- _Requirement_
Your answer should be the full set of entries, given again without alteration.
Data to examine START
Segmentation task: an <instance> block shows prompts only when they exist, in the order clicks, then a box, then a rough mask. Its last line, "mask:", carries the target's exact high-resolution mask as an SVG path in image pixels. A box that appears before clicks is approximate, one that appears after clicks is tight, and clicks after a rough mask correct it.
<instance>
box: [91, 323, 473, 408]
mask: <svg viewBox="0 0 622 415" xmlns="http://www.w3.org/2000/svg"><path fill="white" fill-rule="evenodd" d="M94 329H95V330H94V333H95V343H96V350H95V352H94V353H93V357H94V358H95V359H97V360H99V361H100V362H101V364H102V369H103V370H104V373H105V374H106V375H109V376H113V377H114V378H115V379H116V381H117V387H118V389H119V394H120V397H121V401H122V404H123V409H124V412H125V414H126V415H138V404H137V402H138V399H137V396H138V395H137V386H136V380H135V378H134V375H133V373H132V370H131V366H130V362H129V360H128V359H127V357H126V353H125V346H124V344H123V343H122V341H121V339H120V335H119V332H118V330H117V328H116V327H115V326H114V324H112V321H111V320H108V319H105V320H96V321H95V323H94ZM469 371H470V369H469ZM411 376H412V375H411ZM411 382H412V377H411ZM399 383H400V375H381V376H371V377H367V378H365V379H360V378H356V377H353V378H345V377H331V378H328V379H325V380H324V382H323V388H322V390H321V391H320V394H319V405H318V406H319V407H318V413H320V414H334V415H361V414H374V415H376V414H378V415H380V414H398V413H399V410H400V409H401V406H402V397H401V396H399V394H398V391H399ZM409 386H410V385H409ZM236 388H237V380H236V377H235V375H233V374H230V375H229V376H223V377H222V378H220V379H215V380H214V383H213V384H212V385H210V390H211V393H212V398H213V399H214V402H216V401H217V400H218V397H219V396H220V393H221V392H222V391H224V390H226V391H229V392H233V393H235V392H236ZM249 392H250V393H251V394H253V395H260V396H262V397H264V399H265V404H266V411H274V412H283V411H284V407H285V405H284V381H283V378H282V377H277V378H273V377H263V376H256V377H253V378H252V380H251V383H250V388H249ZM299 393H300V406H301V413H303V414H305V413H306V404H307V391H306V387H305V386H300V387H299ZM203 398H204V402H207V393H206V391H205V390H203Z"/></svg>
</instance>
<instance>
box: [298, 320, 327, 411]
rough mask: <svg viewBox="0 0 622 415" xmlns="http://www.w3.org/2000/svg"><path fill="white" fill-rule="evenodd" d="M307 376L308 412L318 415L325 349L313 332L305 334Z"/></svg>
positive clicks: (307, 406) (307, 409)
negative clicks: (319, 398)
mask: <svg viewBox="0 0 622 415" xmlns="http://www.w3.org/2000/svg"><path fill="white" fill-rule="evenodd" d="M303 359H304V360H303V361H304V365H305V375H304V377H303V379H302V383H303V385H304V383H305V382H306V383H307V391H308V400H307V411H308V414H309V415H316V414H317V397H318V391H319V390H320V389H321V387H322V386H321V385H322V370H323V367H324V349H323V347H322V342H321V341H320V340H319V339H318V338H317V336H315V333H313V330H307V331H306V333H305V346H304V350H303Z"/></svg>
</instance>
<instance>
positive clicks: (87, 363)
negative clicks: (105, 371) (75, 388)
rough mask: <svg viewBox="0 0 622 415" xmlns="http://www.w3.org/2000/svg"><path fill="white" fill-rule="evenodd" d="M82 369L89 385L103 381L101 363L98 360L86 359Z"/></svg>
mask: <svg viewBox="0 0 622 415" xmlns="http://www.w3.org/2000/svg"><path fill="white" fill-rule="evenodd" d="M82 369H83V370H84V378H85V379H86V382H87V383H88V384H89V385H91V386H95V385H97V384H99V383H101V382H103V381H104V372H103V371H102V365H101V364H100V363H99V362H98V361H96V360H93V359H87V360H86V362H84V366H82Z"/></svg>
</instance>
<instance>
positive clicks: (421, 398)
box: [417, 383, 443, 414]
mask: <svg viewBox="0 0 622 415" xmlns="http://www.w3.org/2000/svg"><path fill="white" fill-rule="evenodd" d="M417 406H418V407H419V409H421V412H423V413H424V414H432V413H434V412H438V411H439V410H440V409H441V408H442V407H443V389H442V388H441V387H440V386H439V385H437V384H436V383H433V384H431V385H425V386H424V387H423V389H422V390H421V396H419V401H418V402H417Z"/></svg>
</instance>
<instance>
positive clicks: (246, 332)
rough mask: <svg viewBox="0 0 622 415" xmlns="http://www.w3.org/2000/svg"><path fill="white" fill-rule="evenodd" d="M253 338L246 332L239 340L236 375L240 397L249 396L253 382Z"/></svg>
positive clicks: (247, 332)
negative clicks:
Data to examine END
- _Task solution_
Segmentation task: an <instance> block shows prompts only when they exist, in the order clicks, then a box, then a rough mask. Its last line, "mask:", carries the target's exact high-resolution mask as an SVG path in image pixels. A box that appears before clicks is approximate, one that appears after clicks is tight, and clicks after a rough mask correct it.
<instance>
box: [91, 323, 473, 408]
mask: <svg viewBox="0 0 622 415" xmlns="http://www.w3.org/2000/svg"><path fill="white" fill-rule="evenodd" d="M94 329H95V330H94V333H95V343H96V350H95V352H94V353H93V357H94V358H95V359H97V360H99V361H100V362H101V364H102V369H103V370H104V373H105V374H106V375H109V376H113V377H114V378H115V379H116V381H117V387H118V389H119V394H120V397H121V401H122V404H123V409H124V412H125V414H126V415H138V404H137V402H138V399H137V396H138V395H137V386H136V380H135V378H134V375H133V373H132V370H131V366H130V362H129V360H128V359H127V357H126V353H125V346H124V344H123V343H122V341H121V339H120V335H119V332H118V330H117V328H116V327H115V326H114V324H112V321H111V320H108V319H105V320H96V321H95V323H94ZM469 371H470V369H469ZM411 376H412V375H411ZM411 382H412V377H411ZM399 383H400V375H381V376H371V377H367V378H365V379H360V378H356V377H353V378H345V377H331V378H328V379H325V380H324V382H323V388H322V390H321V391H320V394H319V405H318V406H319V407H318V413H320V414H334V415H361V414H374V415H376V414H378V415H380V414H398V413H399V410H400V409H401V406H402V397H401V396H399V394H398V391H399ZM409 386H410V385H409ZM236 388H237V380H236V377H235V375H233V374H230V375H229V376H223V377H222V378H220V379H215V380H214V383H213V384H212V385H210V390H211V393H212V398H213V399H214V402H216V401H217V400H218V397H219V396H220V393H221V392H222V391H224V390H226V391H229V392H233V393H235V392H236ZM249 392H250V393H251V394H253V395H260V396H262V397H264V399H265V404H266V411H274V412H283V411H284V407H285V405H284V381H283V378H282V377H277V378H273V377H263V376H256V377H253V378H252V380H251V383H250V388H249ZM299 393H300V406H301V413H303V414H305V413H306V404H307V391H306V387H305V386H300V387H299ZM203 398H204V402H207V393H206V391H205V390H203Z"/></svg>
</instance>
<instance>
box: [298, 320, 327, 411]
rough mask: <svg viewBox="0 0 622 415" xmlns="http://www.w3.org/2000/svg"><path fill="white" fill-rule="evenodd" d="M307 376L308 412L318 415L325 349L313 332L305 334Z"/></svg>
positive clicks: (307, 406) (307, 409)
negative clicks: (319, 398)
mask: <svg viewBox="0 0 622 415" xmlns="http://www.w3.org/2000/svg"><path fill="white" fill-rule="evenodd" d="M303 359H304V360H303V361H304V365H305V375H304V377H303V379H302V383H303V385H304V383H305V382H306V383H307V391H308V400H307V411H308V414H309V415H316V414H317V397H318V391H319V390H320V389H321V387H322V386H321V385H322V370H323V367H324V349H323V347H322V342H321V341H320V340H319V339H318V338H317V336H315V333H313V330H307V331H306V333H305V346H304V350H303Z"/></svg>
</instance>
<instance>
positive clicks: (87, 363)
negative clicks: (105, 371) (75, 388)
rough mask: <svg viewBox="0 0 622 415" xmlns="http://www.w3.org/2000/svg"><path fill="white" fill-rule="evenodd" d="M82 369L89 385L103 381L101 363L98 360L86 359Z"/></svg>
mask: <svg viewBox="0 0 622 415" xmlns="http://www.w3.org/2000/svg"><path fill="white" fill-rule="evenodd" d="M82 369H83V370H84V378H85V379H86V382H87V383H88V384H89V385H91V386H95V385H97V384H99V383H101V382H103V381H104V372H103V371H102V365H101V364H100V363H99V362H98V361H96V360H93V359H87V360H86V362H84V366H82Z"/></svg>
</instance>
<instance>
positive clicks: (421, 398)
box: [417, 383, 443, 414]
mask: <svg viewBox="0 0 622 415" xmlns="http://www.w3.org/2000/svg"><path fill="white" fill-rule="evenodd" d="M417 406H418V407H419V409H421V412H423V413H424V414H432V413H434V412H438V411H439V410H440V409H441V408H442V407H443V389H442V388H441V387H440V386H439V385H437V384H436V383H433V384H431V385H425V386H424V387H423V389H422V390H421V396H419V401H418V402H417Z"/></svg>
</instance>
<instance>
positive clicks: (246, 332)
rough mask: <svg viewBox="0 0 622 415" xmlns="http://www.w3.org/2000/svg"><path fill="white" fill-rule="evenodd" d="M253 338L246 332L239 340L236 375L240 397L249 396L253 382Z"/></svg>
positive clicks: (247, 332)
negative clicks:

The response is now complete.